• _Exercices_:
(A) D'après l'article sur les « Panama Papers », combien de membres, anciens ou actuels, du comité permanent du Bureau politique du PCC sont au minimum concernés ?
(B) Dans l'article sur les « Panama Papers », résumez en une phrase plus courte le paragraphe qui commence par « En juin 2012, une enquête de l'agence Bloomberg News », sans en perdre les faits principaux.
(C) Reprenez l'article sur les « Panama Papers » à partir des mots "Les documents panaméens, décortiqués" jusqu'à "l’État Xi Jinping." inclus, en remplaçant "Deng Jiagui" par "M. Deng".

• _Article_:
Pékin (AFP) – Des proches de très hauts dirigeants chinois, dont le président Xi Jinping, ont possédé dans des paradis fiscaux des sociétés écrans propres à dissimuler leur fortune, selon la vaste enquête autour des « Panama Papers », à même d’entretenir le doute sur les efforts anticorruption de Pékin.
Parmi les responsables politiques identifiés à travers le monde par l’enquête du Consortium international des journalistes d’investigation (ICIJ), sur la base de documents provenant du cabinet d’avocats panaméen Mossack Fonseca, la Chine n’est pas épargnée.
Au moins huit membres, anciens ou actuels, du tout-puissant comité permanent du Bureau politique du Parti communiste chinois (PCC), l’organe qui dirige la deuxième économie mondiale, sont concernés.
Les documents panaméens, décortiqués par une centaine de médias, mettent notamment en exergue le rôle de Deng Jiagui, époux de la soeur aînée du chef de l’État Xi Jinping.
En 2009 –alors que son beau-frère était membre du comité permanent du Bureau politique mais pas encore président–, M. Deng est devenu l’unique actionnaire de deux sociétés dans les Iles Vierges britanniques, paradis fiscal notoire, révèle l’ICIJ.
Embarrassant, alors que, depuis son accession à la tête de l’Etat fin 2012, Xi vante sa détermination à combattre la corruption, via une campagne destinée autant à assainir les rangs du Parti qu’à asseoir son autorité.
En juin 2012, une enquête de l’agence Bloomberg News avait déjà montré que les investissements de la famille étendue de Xi Jinping, encore vice-président, s’élevaient alors à 376 millions de dollars, dont une partie contrôlés par Deng Jiagui.
– Sujet tabou –
La richesse des dirigeants politiques reste un sujet tabou et drastiquement censuré en Chine, où les responsables du régime sont officiellement supposés servir le peuple de façon désintéressée.
Sans surprise, si des médias chinois évoquaient lundi les révélations des « Panama Papers » visant des responsables étrangers, ils gardaient un silence obstiné sur les personnalités chinoises incriminées.
Alors que le site de l’ICIJ reste bloqué en Chine, le sujet était étroitement surveillé sur la plateforme de microblogs Weibo: « Ma confiance dans le socialisme s’est brutalement effondrée », ironisait un internaute, dans un message promptement supprimé.
Parmi les personnalités chinoises mises en cause figure Li Xiaolin, fille de Li Peng, Premier ministre chinois de 1987 à 1998.
Avec son mari, elle contrôlait une fondation au Liechtenstein et une firme enregistrée aux Iles Vierges britanniques, à l’époque où son père était en fonctions.
De son côté, une petite-fille de Jia Qinglin, ex-membre du comité permanent du Bureau politique, utilisait plusieurs sociétés « offshore » pour contrôler discrètement des groupes en Chine même.

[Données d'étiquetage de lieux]

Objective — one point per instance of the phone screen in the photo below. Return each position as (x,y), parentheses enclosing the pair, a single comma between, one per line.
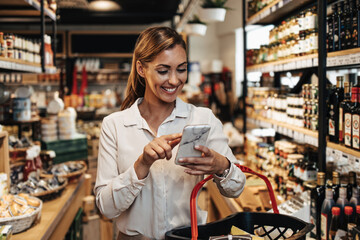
(193,135)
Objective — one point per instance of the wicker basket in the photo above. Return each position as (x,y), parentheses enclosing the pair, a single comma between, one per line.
(51,194)
(69,175)
(23,222)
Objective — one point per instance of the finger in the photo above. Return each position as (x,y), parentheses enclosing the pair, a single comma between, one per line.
(172,137)
(175,142)
(156,146)
(204,150)
(167,149)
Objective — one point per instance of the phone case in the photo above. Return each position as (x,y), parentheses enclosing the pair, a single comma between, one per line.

• _Réponses par exercice_:
(A) Au moins huit membres, anciens ou actuels.

(B) En juin 2012, Bloomberg News avait révélé que la famille étendue de Xi Jinping, alors vice-président, détenait 376 millions de dollars d'investissements, en partie contrôlés par Deng Jiagui.

(C)
Les documents panaméens, décortiqués par une centaine de médias, mettent notamment en exergue le rôle de M. Deng, époux de la soeur aînée du chef de l’État Xi Jinping.